Stated goal: Copy the data below exactly.

Data records:

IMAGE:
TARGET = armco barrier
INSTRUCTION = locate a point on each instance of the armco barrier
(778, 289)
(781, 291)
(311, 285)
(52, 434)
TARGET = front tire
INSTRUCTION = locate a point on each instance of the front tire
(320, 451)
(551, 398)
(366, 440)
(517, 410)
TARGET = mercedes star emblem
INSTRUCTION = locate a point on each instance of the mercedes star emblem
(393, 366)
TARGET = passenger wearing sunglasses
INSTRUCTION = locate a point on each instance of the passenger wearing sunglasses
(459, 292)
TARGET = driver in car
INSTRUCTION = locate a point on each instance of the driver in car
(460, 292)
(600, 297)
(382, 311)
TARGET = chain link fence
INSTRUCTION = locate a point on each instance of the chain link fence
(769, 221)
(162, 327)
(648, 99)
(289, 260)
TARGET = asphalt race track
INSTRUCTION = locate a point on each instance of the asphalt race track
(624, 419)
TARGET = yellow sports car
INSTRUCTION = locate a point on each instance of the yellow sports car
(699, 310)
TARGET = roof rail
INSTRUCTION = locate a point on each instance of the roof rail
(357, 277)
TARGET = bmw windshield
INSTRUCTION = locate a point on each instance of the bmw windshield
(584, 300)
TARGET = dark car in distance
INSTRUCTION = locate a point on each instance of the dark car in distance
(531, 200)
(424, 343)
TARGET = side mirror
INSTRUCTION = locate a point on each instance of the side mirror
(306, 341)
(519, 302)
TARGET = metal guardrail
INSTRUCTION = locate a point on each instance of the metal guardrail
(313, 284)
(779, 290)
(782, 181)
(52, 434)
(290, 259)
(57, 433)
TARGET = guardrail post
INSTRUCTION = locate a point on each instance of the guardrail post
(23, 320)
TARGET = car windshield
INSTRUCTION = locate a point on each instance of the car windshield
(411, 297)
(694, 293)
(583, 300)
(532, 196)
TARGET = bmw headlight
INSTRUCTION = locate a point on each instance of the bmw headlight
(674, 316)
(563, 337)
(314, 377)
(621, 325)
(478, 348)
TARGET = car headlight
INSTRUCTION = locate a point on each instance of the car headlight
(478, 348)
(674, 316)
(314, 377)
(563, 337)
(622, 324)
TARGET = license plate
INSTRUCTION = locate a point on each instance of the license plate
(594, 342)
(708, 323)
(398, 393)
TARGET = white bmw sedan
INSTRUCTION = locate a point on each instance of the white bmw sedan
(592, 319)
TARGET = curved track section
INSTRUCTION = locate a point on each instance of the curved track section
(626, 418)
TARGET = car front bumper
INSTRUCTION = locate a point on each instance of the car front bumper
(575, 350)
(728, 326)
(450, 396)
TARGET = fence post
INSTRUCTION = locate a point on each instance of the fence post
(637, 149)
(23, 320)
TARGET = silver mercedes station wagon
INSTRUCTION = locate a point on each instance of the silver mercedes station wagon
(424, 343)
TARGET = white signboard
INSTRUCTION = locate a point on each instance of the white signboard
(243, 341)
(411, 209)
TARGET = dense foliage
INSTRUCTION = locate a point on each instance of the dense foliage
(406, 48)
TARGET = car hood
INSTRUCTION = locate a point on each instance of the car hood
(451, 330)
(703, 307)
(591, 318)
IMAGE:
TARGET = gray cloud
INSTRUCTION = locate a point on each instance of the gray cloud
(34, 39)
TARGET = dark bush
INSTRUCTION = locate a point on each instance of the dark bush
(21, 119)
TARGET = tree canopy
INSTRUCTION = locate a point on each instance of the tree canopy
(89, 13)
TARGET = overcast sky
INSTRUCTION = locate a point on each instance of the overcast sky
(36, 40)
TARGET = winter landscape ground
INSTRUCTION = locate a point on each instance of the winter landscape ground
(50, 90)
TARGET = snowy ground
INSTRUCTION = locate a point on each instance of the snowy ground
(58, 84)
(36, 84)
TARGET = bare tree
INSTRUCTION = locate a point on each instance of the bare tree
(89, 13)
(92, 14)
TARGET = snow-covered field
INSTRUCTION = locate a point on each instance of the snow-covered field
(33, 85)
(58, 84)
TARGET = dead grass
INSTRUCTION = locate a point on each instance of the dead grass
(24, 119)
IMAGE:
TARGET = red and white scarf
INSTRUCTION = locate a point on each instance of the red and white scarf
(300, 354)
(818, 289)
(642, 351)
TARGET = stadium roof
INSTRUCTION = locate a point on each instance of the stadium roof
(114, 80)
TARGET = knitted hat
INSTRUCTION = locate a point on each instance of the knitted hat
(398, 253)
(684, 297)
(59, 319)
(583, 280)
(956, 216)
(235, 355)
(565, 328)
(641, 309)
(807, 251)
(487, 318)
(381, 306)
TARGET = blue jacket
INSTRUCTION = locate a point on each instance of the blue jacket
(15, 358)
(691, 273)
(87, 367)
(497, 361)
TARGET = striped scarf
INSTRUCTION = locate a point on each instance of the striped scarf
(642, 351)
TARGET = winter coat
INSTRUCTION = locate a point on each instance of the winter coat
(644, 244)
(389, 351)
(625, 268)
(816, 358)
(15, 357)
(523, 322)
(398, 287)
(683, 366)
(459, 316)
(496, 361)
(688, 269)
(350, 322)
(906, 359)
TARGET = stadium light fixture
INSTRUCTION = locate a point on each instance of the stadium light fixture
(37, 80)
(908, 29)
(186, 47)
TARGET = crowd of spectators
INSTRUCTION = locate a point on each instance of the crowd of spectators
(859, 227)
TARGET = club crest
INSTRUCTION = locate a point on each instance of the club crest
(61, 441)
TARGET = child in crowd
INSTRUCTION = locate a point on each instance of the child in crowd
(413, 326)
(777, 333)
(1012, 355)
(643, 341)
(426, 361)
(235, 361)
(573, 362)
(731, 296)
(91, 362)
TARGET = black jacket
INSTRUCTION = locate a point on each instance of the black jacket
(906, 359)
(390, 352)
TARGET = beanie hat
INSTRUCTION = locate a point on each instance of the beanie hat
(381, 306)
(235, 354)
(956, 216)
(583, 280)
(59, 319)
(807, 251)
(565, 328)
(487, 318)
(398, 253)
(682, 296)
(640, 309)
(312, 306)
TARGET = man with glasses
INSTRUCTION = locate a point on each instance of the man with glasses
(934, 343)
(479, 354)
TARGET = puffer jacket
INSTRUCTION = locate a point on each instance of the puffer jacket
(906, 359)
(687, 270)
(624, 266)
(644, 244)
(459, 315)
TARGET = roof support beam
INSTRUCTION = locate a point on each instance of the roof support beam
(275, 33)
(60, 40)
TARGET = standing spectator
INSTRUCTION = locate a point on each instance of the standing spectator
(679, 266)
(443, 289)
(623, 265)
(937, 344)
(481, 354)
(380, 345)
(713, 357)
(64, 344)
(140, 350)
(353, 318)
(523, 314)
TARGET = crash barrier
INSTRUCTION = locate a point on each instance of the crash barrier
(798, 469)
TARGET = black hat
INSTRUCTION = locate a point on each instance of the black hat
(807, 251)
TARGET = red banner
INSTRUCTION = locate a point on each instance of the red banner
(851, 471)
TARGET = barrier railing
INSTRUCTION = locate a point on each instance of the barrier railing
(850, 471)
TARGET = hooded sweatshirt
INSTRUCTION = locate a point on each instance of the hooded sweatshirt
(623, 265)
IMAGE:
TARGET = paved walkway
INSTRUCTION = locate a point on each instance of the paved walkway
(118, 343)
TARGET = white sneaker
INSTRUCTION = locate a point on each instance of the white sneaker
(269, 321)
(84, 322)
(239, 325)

Output:
IMAGE:
TARGET = armco barrier
INSTRUCTION = locate a point on each instance of the armco barrier
(778, 289)
(781, 291)
(311, 285)
(52, 434)
TARGET = front tire
INSTRUCTION = locate a point on each instance of the front tire
(320, 451)
(551, 398)
(366, 440)
(517, 410)
TARGET = mercedes star emblem
INSTRUCTION = locate a point on each instance of the mercedes star emblem
(393, 366)
TARGET = passenger wearing sunglasses
INSTRUCTION = locate a point on each instance of the passenger wearing sunglasses
(459, 292)
TARGET = driver in car
INSTRUCTION = locate a point on each instance of the driver in car
(460, 292)
(600, 297)
(382, 311)
TARGET = chain link fence
INSTRUCTION = locate a point on each instance of the chain link fence
(769, 221)
(162, 327)
(648, 99)
(289, 260)
TARGET = asphalt race track
INSTRUCTION = locate a point on each instance of the asphalt race track
(624, 419)
TARGET = yellow sports car
INSTRUCTION = locate a point on each instance of the yellow sports car
(699, 310)
TARGET = roof rail
INSTRUCTION = locate a point on each instance of the roof rail
(357, 277)
TARGET = bmw windshield
INSTRUCTION = locate a point on each instance of the bmw windshield
(584, 300)
TARGET = dark car in distance
INSTRUCTION = locate a point on each instance of the dark car in distance
(531, 200)
(424, 343)
TARGET = side mirror
INSTRUCTION = locate a point on each instance of the side mirror
(306, 341)
(519, 302)
TARGET = metal guardrail
INSTRUCTION = locate a point on each instance of the metal guardrail
(313, 284)
(779, 290)
(782, 181)
(52, 434)
(290, 259)
(57, 433)
TARGET = guardrail post
INSTRUCTION = locate a point on each instance of the guardrail post
(23, 320)
TARGET = car windshield
INSTRUCTION = locate a point on each instance of the car windshield
(411, 297)
(694, 293)
(583, 300)
(532, 196)
TARGET = bmw headlight
INSTRUCTION = locate a point on each instance of the bmw headlight
(674, 316)
(563, 337)
(314, 377)
(621, 325)
(478, 348)
TARGET = car headlight
INSTRUCTION = locate a point on each instance of the car headlight
(478, 348)
(674, 316)
(314, 377)
(563, 337)
(622, 324)
TARGET = license plate
INSTRUCTION = locate a point on each instance of the license plate
(594, 342)
(708, 323)
(398, 393)
TARGET = white bmw sedan
INSTRUCTION = locate a point on each instance of the white bmw sedan
(592, 319)
TARGET = curved track section
INSTRUCTION = locate a point on each instance of the curved track section
(626, 418)
TARGET = car front bumper
INSTRUCTION = locate a point on each instance of the car front bumper
(575, 350)
(728, 326)
(450, 396)
TARGET = fence post
INSTRUCTION = locate a point on each instance of the fence post
(637, 149)
(23, 320)
TARGET = silver mercedes station wagon
INSTRUCTION = locate a point on each instance of the silver mercedes station wagon
(424, 343)
TARGET = white signboard
INSTRUCTION = locate a point on each instance of the white signboard
(243, 341)
(411, 209)
TARGET = dense foliage
INSTRUCTION = locate a point on each instance of the dense foliage
(406, 48)
TARGET = car hood
INSTRUCTION = locate a point on each instance of the car hood
(451, 330)
(703, 307)
(591, 318)
IMAGE:
TARGET = gray cloud
INSTRUCTION = locate a point on each instance of the gray cloud
(34, 39)
TARGET = dark bush
INSTRUCTION = locate a point on each instance of the dark bush
(21, 119)
TARGET = tree canopy
INSTRUCTION = locate a point on each instance of the tree canopy
(89, 13)
TARGET = overcast sky
INSTRUCTION = locate a point on each instance of the overcast sky
(36, 40)
TARGET = winter landscape ground
INSTRUCTION = locate a point on each instance of the winter landscape ground
(50, 90)
TARGET = snowy ground
INSTRUCTION = locate a point on each instance of the snowy ground
(58, 84)
(36, 84)
TARGET = bare tree
INSTRUCTION = locate a point on each instance of the bare tree
(89, 13)
(92, 14)
TARGET = snow-covered field
INSTRUCTION = locate a point on each instance of the snow-covered field
(33, 85)
(58, 84)
TARGET = dead grass
INSTRUCTION = locate a point on each instance of the dead grass
(24, 119)
IMAGE:
TARGET = red and white scarf
INSTRUCTION = locate a point on each instance of the red and white scarf
(300, 354)
(818, 289)
(642, 351)
TARGET = stadium roof
INSTRUCTION = locate a point on each instance of the stadium roof
(114, 80)
TARGET = knitted hat
INSTRUCTION = locate a point on each instance of the knitted hat
(398, 253)
(684, 297)
(59, 319)
(583, 280)
(956, 216)
(235, 355)
(565, 328)
(641, 309)
(807, 251)
(487, 318)
(381, 306)
TARGET = blue jacket
INSTRUCTION = locate a point on each instance of the blue jacket
(15, 358)
(691, 273)
(87, 367)
(497, 361)
TARGET = striped scarf
INSTRUCTION = locate a point on each instance of the striped scarf
(642, 351)
TARGET = winter coat
INSTRUCTION = locate a point on each instance of the winter coat
(644, 244)
(389, 351)
(625, 268)
(816, 358)
(15, 357)
(523, 322)
(398, 287)
(683, 366)
(459, 316)
(496, 361)
(688, 269)
(350, 322)
(906, 359)
TARGET = stadium light fixture
INSTRUCTION = locate a point on each instance of the stadium light fixture
(37, 80)
(908, 29)
(186, 47)
TARGET = crowd of spectators
INSTRUCTION = locate a point on each instance of the crowd of spectators
(859, 227)
TARGET = club crest
INSTRUCTION = locate a point on each instance of the club crest
(61, 441)
TARGET = child in crowd
INSTRUCTION = locate a point on each instance of the child in crowd
(413, 326)
(777, 333)
(1012, 355)
(643, 341)
(426, 361)
(235, 361)
(573, 362)
(731, 296)
(91, 362)
TARGET = black jacket
INSTRUCTION = locate a point on each instance of the black jacket
(906, 359)
(390, 352)
TARGET = beanie hat
INSTRUCTION = locate a point on each instance of the beanie hat
(381, 306)
(235, 354)
(956, 216)
(583, 280)
(59, 319)
(807, 251)
(565, 328)
(487, 318)
(398, 253)
(682, 296)
(640, 309)
(312, 306)
TARGET = man with glasses
INSTRUCTION = locate a point on each instance of the man with glasses
(934, 343)
(479, 354)
TARGET = puffer jacket
INSTRUCTION = locate a point on each instance of the puffer jacket
(906, 359)
(687, 270)
(624, 266)
(644, 244)
(459, 315)
TARGET = roof support beam
INSTRUCTION = locate a point on each instance of the roof support beam
(275, 33)
(60, 40)
TARGET = standing spectator
INSTRUCTION = locate a point on each instance of the standing spectator
(679, 266)
(443, 289)
(623, 265)
(937, 344)
(481, 354)
(380, 345)
(713, 357)
(64, 344)
(140, 350)
(353, 318)
(523, 314)
TARGET = crash barrier
INSTRUCTION = locate a point on each instance of the crash barrier
(798, 469)
TARGET = black hat
INSTRUCTION = locate a point on each instance of the black hat
(807, 251)
TARGET = red banner
INSTRUCTION = locate a point on each instance of the red banner
(851, 471)
TARGET = barrier railing
INSTRUCTION = locate a point on each instance of the barrier railing
(850, 471)
TARGET = hooded sweatshirt
INSTRUCTION = locate a point on each instance of the hooded sweatshirt
(623, 265)
IMAGE:
TARGET = paved walkway
INSTRUCTION = locate a point on each instance of the paved walkway
(118, 343)
TARGET = white sneaker
INSTRUCTION = locate a point on each instance of the white sneaker
(269, 321)
(84, 322)
(239, 325)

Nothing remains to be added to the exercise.